É chegado o momento da trama em que tudo já foi revelado e o único mistério que fica é como isso vai terminar. A desconfiança que Marvin e Abigail eram pessoas do passado de Neve se confirma, mas não só isso, eles são os filhos que ela abandonou e que agora voltaram para perturbar a pseudo harmoniosa vida dela. A negritude escancarada dos dois, junto com preterimento da própria mãe, passam a ser a ameaça agora. Eles têm um plano e estão focados em executar até que em determinado momento da trama, vira praticamente um filme de home invasion e aí sim, se for para comparar com alguém, que seja com o Haneke e seu perturbador Funny Games. O que já estava tenso, se torna mais tenso ainda quando finalmente o confronto direto acontece. Questionamentos sobre abandono, predileção, apagamento entram nas discussões e a gente, enquanto espectador, até se pergunta quem seria o verdadeiro vilão aqui. Aí chega ao fim de uma forma totalmente inesperada deixando a gente e também os próprios personagens sem chão, e o que para muitos foi decepcionante, para mim vi como a única solução possível para uma pessoa que passou a vida toda fugindo e que seria capaz de repetir tudo de novo outra vez. Não dá para esperar empatia ou algum sentimento perto de remorso ou sensatez de uma pessoa que fez tudo que Neve fez. Ela não pensaria duas vezes em reinventar sua história quantas vezes mais fosse necessária.

**CONTEÚDO DOS DADOS**

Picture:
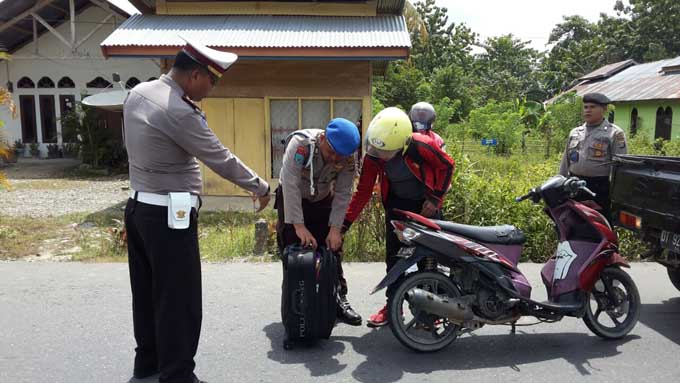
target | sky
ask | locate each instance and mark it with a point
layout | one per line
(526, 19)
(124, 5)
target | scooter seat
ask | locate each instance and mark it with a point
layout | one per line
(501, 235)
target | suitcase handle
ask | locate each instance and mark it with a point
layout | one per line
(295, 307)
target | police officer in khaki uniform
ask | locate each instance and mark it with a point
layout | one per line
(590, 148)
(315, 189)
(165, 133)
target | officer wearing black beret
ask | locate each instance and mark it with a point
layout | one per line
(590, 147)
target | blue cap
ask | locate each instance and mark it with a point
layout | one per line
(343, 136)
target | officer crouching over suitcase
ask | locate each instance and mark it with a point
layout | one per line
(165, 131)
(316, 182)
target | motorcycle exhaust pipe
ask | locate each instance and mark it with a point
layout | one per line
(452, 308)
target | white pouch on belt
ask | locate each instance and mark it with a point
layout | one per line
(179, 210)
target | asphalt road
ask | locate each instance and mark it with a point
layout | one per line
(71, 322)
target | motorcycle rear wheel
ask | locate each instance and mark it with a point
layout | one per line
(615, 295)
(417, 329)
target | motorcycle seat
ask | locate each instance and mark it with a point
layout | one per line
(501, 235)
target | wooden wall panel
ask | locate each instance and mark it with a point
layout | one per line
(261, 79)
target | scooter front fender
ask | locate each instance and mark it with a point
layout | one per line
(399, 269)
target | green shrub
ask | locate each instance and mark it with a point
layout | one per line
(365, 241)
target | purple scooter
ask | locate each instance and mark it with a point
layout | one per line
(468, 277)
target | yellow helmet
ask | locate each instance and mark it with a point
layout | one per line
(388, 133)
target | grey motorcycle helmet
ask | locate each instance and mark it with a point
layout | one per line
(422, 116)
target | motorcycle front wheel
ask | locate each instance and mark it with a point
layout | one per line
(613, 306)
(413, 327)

**INSTRUÇÕES E REQUISITOS**
Reproduza palavra por palavra, na íntegra, o trecho da crítica de cinema apresentado acima.

**RESPOSTA REDIGIDA**
É chegado o momento da trama em que tudo já foi revelado e o único mistério que fica é como isso vai terminar. A desconfiança que Marvin e Abigail eram pessoas do passado de Neve se confirma, mas não só isso, eles são os filhos que ela abandonou e que agora voltaram para perturbar a pseudo harmoniosa vida dela. A negritude escancarada dos dois, junto com preterimento da própria mãe, passam a ser a ameaça agora. Eles têm um plano e estão focados em executar até que em determinado momento da trama, vira praticamente um filme de home invasion e aí sim, se for para comparar com alguém, que seja com o Haneke e seu perturbador Funny Games. O que já estava tenso, se torna mais tenso ainda quando finalmente o confronto direto acontece. Questionamentos sobre abandono, predileção, apagamento entram nas discussões e a gente, enquanto espectador, até se pergunta quem seria o verdadeiro vilão aqui. Aí chega ao fim de uma forma totalmente inesperada deixando a gente e também os próprios personagens sem chão, e o que para muitos foi decepcionante, para mim vi como a única solução possível para uma pessoa que passou a vida toda fugindo e que seria capaz de repetir tudo de novo outra vez. Não dá para esperar empatia ou algum sentimento perto de remorso ou sensatez de uma pessoa que fez tudo que Neve fez. Ela não pensaria duas vezes em reinventar sua história quantas vezes mais fosse necessária.